▶ **TAREFAS DO EXERCÍCIO**
a) Transcreva, do trecho sobre a covid-19 como acidente de trabalho, a passagem de "Uma funcionária de" até "(processo nº 1000372-42.2020.5.02.0262).".
b) No trecho sobre a covid-19 como acidente de trabalho, qual portaria revogou a Portaria nº 2309, de 2020, do Ministério da Saúde?
c) Segundo o trecho sobre a covid-19 como acidente de trabalho, por que o juiz negou o pedido da funcionária da clínica médica?

====== TRECHO FORNECIDO ======

Na decisão, o juiz destaca que a Portaria nº 2309, de 2020, do Ministério da Saúde, que incluiu a covid-19 na lista de doenças relacionadas ao trabalho, foi posteriormente revogada por outra portaria, a de nº 2345. Ele acrescenta que poderia ser aplicado ao caso o artigo 20, parágrafo 1º, da Lei nº 8213, de 1991, que lista o que não pode ser considerado como acidente de trabalho, entre elas doenças endêmicas. “O contágio por covid-19 foi definido pela OMS como pandemia, ou seja, de alcance mundial e de efeitos muito mais gravosos do que aquelas doenças endêmicas desenvolvidas em uma determinada região”, diz o juiz. De acordo com ele, “o enquadramento do contágio por covid-19 como doença ocupacional não decorre de nexo causal presumido”. E acrescenta: “O seu reconhecimento como acidente de trabalho demanda a análise ampla das medidas tomadas pelo empregador para preservar a saúde de seus empregados.” Para o magistrado, a contaminação pode ocorrer em vários outros locais, “na residência, estabelecimentos comerciais, eventuais atividades de lazer, deslocamentos para outros lugares quaisquer”.

Uma funcionária de uma clínica médica também teve seu pedido negado para que fosse emitido um Comunicado de Acidente de Trabalho (CAT) para especificar que contraiu covid-19. O pedido foi analisado pelo juiz Rodrigo Acuio, da 2ª Vara do Trabalho de Diadema (SP). Na sentença, o magistrado diz que, apesar de a trabalhadora alegar no processo que contraiu a covid-19 no ambiente de trabalho, ficou comprovado nos autos que ela teve contato direto com seu sogro, que morreu em decorrência da doença. Ele afirma também que o contágio ocorreu após o afastamento, por 14 dias, do ambiente de trabalho – devido à morte do sogro e estado gripal (processo nº 1000372-42.2020.5.02.0262).

====== DADOS PARA ANÁLISE ======

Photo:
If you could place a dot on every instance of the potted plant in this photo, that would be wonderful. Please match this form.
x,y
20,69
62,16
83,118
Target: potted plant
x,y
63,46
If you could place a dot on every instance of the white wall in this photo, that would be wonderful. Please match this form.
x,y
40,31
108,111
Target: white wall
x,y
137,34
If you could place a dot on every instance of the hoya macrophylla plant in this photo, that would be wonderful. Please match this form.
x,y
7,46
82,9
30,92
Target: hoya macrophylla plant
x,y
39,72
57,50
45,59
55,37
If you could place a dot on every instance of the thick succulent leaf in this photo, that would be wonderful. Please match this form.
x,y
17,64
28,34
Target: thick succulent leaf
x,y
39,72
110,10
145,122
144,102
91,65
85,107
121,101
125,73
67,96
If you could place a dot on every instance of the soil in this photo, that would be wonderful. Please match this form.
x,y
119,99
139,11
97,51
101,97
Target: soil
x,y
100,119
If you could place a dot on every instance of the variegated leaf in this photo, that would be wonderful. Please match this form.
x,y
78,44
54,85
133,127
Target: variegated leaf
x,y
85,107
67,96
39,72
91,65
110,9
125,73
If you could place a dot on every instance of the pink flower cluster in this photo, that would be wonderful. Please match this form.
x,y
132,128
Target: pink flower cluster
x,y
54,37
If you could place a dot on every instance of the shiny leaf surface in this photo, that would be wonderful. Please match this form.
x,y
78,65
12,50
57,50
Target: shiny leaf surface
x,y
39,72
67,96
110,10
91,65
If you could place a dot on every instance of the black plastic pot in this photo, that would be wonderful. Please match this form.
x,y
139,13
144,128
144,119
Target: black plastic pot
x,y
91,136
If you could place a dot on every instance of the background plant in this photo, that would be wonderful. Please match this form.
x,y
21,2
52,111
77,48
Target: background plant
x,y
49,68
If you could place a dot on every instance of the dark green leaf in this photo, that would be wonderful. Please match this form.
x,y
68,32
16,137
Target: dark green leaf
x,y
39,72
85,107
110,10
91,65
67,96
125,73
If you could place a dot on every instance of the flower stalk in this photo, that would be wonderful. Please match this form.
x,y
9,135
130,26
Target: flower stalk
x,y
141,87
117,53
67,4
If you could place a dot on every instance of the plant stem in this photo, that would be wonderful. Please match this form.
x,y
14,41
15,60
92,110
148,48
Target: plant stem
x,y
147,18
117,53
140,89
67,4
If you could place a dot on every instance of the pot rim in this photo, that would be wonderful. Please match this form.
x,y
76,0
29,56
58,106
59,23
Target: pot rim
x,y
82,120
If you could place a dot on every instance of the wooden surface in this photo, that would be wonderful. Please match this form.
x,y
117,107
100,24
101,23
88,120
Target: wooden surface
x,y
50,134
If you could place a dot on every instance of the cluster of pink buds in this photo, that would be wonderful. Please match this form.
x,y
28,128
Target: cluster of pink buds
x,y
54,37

======
====== DADOS PARA ANÁLISE ======

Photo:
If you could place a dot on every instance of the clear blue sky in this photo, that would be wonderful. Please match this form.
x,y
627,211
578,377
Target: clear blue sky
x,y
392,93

======

▶ **RESPOSTAS DO EXERCÍCIO**
a)
Uma funcionária de uma clínica médica também teve seu pedido negado para que fosse emitido um Comunicado de Acidente de Trabalho (CAT) para especificar que contraiu covid-19. O pedido foi analisado pelo juiz Rodrigo Acuio, da 2ª Vara do Trabalho de Diadema (SP). Na sentença, o magistrado diz que, apesar de a trabalhadora alegar no processo que contraiu a covid-19 no ambiente de trabalho, ficou comprovado nos autos que ela teve contato direto com seu sogro, que morreu em decorrência da doença. Ele afirma também que o contágio ocorreu após o afastamento, por 14 dias, do ambiente de trabalho – devido à morte do sogro e estado gripal (processo nº 1000372-42.2020.5.02.0262).

b) A Portaria nº 2345.

c) Ficou comprovado nos autos que ela teve contato direto com o sogro, que morreu em decorrência da covid-19. Além disso, o contágio ocorreu depois que ela se afastou do ambiente de trabalho por 14 dias, em razão da morte do sogro e de estado gripal.